--- BEGIN ---
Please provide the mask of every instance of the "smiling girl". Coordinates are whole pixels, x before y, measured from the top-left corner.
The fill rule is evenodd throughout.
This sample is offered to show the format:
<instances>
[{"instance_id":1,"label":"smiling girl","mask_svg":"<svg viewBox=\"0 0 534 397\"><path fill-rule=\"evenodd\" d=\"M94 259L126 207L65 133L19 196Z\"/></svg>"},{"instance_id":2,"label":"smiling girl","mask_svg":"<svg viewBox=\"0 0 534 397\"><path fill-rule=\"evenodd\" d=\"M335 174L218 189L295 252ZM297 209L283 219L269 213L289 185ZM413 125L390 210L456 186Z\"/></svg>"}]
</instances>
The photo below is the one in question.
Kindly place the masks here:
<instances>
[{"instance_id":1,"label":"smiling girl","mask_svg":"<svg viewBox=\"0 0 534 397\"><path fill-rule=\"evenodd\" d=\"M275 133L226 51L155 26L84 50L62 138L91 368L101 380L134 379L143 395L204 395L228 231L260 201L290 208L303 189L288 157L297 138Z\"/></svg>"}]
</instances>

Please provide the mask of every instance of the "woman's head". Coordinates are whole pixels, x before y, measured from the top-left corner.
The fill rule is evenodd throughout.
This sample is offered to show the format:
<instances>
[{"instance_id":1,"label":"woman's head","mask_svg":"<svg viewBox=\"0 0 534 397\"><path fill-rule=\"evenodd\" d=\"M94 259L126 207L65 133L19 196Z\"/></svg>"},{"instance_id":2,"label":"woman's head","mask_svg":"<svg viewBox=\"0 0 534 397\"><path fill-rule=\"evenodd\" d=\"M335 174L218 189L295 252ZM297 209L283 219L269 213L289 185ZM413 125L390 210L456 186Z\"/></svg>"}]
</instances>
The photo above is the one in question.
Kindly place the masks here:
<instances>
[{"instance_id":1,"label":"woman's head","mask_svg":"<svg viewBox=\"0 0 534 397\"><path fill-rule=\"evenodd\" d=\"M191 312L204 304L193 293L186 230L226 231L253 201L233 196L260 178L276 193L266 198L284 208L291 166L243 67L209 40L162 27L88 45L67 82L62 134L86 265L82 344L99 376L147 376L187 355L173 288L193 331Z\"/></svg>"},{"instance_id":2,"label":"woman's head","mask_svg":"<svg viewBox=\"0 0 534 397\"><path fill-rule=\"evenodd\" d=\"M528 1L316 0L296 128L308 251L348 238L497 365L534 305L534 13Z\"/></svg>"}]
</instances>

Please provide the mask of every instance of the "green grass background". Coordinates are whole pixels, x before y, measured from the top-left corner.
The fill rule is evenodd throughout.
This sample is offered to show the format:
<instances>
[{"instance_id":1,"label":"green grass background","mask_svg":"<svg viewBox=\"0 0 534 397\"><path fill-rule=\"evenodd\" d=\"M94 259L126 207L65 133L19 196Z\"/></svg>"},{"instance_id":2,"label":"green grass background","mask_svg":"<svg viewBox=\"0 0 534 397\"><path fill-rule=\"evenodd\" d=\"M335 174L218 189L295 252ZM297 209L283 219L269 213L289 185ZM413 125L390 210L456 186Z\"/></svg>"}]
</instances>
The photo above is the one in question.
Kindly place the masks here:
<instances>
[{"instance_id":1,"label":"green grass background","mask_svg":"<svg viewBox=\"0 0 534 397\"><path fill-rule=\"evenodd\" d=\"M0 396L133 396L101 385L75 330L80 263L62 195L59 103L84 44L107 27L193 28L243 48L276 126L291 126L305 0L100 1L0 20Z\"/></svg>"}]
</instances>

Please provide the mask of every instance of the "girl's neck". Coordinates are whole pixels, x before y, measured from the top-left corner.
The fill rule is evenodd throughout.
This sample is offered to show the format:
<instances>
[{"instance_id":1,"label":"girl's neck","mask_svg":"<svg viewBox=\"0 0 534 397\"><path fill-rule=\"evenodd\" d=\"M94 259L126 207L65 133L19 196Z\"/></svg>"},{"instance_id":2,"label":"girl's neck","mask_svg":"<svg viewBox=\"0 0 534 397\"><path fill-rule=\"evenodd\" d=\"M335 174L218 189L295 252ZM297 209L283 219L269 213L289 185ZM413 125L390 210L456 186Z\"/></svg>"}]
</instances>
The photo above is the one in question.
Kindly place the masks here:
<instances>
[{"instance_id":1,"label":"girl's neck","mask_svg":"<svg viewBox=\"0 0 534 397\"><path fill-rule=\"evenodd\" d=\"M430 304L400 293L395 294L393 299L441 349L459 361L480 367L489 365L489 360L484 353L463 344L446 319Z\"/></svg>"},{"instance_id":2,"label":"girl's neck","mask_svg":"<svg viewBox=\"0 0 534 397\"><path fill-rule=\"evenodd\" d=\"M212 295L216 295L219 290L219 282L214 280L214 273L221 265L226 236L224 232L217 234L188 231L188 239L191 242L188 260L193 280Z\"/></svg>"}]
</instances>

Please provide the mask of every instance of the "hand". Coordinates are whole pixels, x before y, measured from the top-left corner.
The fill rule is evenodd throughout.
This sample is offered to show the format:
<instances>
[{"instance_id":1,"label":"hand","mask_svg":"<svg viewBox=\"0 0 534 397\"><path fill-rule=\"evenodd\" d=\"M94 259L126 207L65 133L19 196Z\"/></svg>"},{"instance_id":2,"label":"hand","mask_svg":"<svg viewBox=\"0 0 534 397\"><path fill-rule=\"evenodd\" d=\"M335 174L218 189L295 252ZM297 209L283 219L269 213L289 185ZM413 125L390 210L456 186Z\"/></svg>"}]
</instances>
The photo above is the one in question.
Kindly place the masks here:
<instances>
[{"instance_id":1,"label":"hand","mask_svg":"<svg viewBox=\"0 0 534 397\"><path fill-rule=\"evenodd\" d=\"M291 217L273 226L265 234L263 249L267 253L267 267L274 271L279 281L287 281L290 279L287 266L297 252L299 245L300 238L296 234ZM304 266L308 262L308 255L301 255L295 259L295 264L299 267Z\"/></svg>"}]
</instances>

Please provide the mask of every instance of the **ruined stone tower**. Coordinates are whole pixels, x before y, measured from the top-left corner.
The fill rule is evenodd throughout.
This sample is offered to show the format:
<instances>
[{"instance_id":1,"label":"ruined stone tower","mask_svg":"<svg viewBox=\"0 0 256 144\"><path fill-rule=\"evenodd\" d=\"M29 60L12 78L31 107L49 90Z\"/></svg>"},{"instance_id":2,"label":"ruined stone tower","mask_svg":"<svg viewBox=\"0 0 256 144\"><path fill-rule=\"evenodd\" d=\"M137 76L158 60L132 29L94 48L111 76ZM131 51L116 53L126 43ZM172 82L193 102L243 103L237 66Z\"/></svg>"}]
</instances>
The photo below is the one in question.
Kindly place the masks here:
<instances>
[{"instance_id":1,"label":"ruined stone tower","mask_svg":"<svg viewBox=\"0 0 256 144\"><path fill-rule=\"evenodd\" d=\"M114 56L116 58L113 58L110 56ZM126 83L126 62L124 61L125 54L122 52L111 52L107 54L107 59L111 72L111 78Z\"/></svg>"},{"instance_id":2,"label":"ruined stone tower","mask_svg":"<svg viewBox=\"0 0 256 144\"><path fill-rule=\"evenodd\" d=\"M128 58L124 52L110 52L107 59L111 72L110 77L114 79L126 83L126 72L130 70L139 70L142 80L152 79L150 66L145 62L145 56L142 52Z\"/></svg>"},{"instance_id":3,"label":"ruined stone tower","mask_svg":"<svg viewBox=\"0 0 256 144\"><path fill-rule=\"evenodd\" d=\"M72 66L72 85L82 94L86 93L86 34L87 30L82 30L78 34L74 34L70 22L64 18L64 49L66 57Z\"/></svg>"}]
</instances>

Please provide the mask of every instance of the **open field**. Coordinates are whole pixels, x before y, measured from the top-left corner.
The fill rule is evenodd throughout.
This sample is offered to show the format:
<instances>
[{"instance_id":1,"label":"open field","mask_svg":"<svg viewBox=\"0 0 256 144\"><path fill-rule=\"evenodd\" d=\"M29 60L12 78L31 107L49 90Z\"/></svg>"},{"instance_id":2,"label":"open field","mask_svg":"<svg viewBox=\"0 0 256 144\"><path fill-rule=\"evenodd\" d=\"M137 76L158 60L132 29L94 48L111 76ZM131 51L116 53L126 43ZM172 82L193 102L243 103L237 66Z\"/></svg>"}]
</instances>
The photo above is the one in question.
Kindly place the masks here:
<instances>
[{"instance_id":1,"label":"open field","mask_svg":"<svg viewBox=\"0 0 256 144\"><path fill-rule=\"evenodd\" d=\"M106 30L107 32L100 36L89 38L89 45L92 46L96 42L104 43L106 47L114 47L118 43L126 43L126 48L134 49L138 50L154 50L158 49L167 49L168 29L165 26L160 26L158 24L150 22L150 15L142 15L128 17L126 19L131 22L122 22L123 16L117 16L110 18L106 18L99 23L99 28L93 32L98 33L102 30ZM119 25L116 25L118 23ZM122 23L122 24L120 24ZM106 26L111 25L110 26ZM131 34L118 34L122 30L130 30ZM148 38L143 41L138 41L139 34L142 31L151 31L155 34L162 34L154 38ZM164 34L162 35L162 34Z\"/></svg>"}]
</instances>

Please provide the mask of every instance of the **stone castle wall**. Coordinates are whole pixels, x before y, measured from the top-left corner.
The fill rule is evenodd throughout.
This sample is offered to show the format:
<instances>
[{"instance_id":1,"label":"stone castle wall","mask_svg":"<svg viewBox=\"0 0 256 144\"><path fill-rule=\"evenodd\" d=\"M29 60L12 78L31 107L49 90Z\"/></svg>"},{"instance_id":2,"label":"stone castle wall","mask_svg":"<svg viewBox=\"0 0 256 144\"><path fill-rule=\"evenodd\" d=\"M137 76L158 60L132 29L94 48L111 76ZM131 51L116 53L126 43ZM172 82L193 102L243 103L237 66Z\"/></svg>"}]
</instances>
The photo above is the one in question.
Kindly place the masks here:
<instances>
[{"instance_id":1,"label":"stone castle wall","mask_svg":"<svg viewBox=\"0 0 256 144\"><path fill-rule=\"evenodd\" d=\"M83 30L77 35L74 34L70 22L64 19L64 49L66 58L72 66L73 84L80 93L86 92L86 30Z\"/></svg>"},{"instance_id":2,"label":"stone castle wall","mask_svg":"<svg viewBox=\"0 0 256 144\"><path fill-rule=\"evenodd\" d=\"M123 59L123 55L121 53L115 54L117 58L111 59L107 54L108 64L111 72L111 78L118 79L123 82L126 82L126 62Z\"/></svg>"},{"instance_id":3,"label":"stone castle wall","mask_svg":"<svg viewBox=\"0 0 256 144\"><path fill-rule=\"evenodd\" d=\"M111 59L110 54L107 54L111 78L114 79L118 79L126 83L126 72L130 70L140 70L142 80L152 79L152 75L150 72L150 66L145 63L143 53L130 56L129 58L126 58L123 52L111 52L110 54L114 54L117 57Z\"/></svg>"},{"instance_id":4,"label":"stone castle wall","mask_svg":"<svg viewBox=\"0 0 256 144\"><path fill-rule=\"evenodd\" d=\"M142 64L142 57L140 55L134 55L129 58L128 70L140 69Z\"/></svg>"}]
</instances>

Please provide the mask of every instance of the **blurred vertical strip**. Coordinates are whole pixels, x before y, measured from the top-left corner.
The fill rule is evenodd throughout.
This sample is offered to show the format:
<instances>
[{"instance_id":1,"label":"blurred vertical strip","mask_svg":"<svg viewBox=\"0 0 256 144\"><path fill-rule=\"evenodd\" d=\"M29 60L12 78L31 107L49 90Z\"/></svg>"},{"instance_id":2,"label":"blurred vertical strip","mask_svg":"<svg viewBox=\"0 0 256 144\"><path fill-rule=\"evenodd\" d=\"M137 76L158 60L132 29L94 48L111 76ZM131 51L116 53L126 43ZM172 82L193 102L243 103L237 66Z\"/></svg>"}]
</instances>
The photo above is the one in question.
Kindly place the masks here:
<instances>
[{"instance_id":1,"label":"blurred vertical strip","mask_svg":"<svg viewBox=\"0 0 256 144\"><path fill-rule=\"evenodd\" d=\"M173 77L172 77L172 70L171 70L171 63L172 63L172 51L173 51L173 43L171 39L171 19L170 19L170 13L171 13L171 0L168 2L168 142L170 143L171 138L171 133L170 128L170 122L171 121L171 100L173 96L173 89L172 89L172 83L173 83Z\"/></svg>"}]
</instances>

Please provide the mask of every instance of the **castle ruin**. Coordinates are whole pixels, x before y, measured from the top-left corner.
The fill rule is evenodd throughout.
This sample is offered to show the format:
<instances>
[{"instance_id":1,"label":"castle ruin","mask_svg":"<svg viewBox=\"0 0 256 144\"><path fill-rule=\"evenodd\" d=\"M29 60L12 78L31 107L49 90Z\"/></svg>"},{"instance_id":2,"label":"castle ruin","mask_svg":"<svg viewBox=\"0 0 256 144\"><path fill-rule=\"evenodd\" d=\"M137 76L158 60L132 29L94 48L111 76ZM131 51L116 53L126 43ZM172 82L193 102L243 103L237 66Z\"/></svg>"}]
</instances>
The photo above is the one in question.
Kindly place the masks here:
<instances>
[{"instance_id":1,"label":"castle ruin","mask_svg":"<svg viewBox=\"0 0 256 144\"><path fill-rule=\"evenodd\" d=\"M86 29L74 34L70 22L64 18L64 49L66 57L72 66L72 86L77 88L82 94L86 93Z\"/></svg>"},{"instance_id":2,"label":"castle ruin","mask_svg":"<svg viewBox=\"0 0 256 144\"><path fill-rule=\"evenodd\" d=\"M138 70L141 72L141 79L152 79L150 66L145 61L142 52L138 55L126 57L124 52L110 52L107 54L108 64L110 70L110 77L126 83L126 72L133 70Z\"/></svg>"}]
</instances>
--- END ---
Return exactly the lines from the line bearing "Please provide the mask of every instance of the **castle" to the end of the records, inclusive of both; include no other lines.

**TASK ANSWER**
Please provide the mask of every instance of the **castle ruin**. Coordinates are whole pixels, x before y, measured from the top-left corner.
The fill rule is evenodd throughout.
This sample is offered to show the format:
<instances>
[{"instance_id":1,"label":"castle ruin","mask_svg":"<svg viewBox=\"0 0 256 144\"><path fill-rule=\"evenodd\" d=\"M29 60L12 78L31 107L49 90Z\"/></svg>"},{"instance_id":2,"label":"castle ruin","mask_svg":"<svg viewBox=\"0 0 256 144\"><path fill-rule=\"evenodd\" d=\"M137 76L158 60L132 29L94 48L111 76ZM131 51L116 53L126 43ZM172 82L193 102L243 103L237 66Z\"/></svg>"}]
</instances>
The photo above is the one in question.
Kindly place the masks here:
<instances>
[{"instance_id":1,"label":"castle ruin","mask_svg":"<svg viewBox=\"0 0 256 144\"><path fill-rule=\"evenodd\" d=\"M86 29L74 34L70 22L64 18L64 49L66 57L72 66L72 86L77 88L82 94L86 93Z\"/></svg>"},{"instance_id":2,"label":"castle ruin","mask_svg":"<svg viewBox=\"0 0 256 144\"><path fill-rule=\"evenodd\" d=\"M138 70L141 72L141 79L152 79L150 66L145 61L142 52L138 55L126 57L124 52L110 52L107 54L108 64L110 70L110 77L126 83L126 72L133 70Z\"/></svg>"}]
</instances>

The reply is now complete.